> [WHAT IS NEEDED] Reproduce all records word for word.

> [INPUT DATA]
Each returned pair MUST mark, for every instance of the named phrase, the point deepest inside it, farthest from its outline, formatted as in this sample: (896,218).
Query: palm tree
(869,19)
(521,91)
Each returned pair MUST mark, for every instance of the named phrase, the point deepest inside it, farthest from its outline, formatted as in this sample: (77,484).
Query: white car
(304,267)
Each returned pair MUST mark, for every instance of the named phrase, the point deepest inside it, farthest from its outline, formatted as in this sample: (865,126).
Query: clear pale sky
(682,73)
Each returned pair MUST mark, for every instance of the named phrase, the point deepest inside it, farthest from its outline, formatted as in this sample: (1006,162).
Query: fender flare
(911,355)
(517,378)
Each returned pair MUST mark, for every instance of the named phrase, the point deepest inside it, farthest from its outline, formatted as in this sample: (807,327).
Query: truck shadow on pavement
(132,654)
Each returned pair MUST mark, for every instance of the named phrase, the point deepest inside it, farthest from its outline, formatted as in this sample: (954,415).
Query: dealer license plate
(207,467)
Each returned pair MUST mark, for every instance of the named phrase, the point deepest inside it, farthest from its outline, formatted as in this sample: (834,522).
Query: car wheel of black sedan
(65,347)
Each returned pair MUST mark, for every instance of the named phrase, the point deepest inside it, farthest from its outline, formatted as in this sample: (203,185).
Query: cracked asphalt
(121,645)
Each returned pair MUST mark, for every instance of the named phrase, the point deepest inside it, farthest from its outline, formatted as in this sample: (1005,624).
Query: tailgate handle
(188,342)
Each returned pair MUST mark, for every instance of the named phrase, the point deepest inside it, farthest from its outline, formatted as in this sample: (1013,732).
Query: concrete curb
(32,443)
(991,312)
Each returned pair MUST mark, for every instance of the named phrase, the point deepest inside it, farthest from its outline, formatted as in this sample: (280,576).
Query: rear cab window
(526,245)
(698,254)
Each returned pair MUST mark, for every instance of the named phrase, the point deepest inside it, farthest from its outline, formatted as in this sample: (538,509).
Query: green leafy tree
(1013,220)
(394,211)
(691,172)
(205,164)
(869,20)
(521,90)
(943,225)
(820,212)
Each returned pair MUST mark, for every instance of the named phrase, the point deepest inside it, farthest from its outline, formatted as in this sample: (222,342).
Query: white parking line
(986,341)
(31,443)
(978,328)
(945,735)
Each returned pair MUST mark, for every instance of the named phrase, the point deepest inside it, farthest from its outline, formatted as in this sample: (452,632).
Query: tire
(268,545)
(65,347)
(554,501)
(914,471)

> [WRITTEN ANSWER]
Each returned pair MUST mark, for every instance of the named phrase, the point deepest inside it, farthest from its outline, formatted as in this sample: (896,218).
Query: palm tree
(869,19)
(521,91)
Each returned pair MUST mark, for every instance of the named phrase, the point deepest inside it, farthest from its outline, formatted as in this sample: (77,484).
Query: white car
(304,267)
Each returned pair MUST mark, for every instance of the named phrase, the point deepest inside it, farthest from its outline, formatted as in this sample: (865,126).
Query: clear pale sky
(682,73)
Each returned pair MUST mark, for every instance of the named phrase, the point deepest inside it, farthest from its outline, formatted as in this sample: (1006,162).
Query: fender flare
(911,355)
(517,378)
Each returned pair MUST mark, for every instance of the named phrase, the point deepest inside it, farthest from its outline, formatted as in this sample: (807,327).
Query: truck shadow on pavement
(132,654)
Each returned pair MUST mark, for every instance of the named phrase, the point deepest inside it, farthest from its outline, formatted as in this sample: (954,415).
Query: dealer license plate
(207,467)
Each returned pair MUST mark, for every instance of the named phrase, the point deepest inside it, farthest from its outline, formatted as in this sample: (834,522).
Query: car wheel of black sedan
(65,347)
Each returned pair MUST mark, for every instance of the named phrase, the point deepest inside it, farthest from its outline, formatted as in this sample: (203,185).
Query: cracked asphalt
(121,645)
Each returned pair MUST mark, for every instance of the named phrase, the point deepest inside it, farthest from its outline, formatted as in this sample: (1005,624).
Query: tailgate handle
(188,342)
Each returned pair MUST mark, for every instance of the named phrase, the point deepest inside it, farthest from its outline, formatted as in this sample: (1013,732).
Query: concrete curb
(32,443)
(991,312)
Each returned pair MUST mark, for every instance of the named phrase, the point deepest inside it, farthest from its outline, formatted as in this sample: (280,576).
Query: rear cab window
(526,245)
(698,254)
Each returned pair MUST mark, for every instance of the named phrase, the point deepest inside it, farthest from its outline, formatted as in this sample: (538,509).
Query: green leafy tree
(1013,220)
(394,211)
(691,172)
(205,164)
(869,20)
(521,90)
(943,225)
(820,212)
Each returned pair MUST mark, for every instance of the named phrase, the point deepest inside it, farthest from its outline, formatted as in this sample: (222,342).
Query: white parking line
(986,341)
(31,443)
(978,328)
(945,735)
Each returned pair MUST mark, for every instance of the named phrase, the point deepest inside it, farthest from its outline, formatted as in this sample: (452,632).
Query: tire
(268,545)
(65,347)
(554,501)
(914,471)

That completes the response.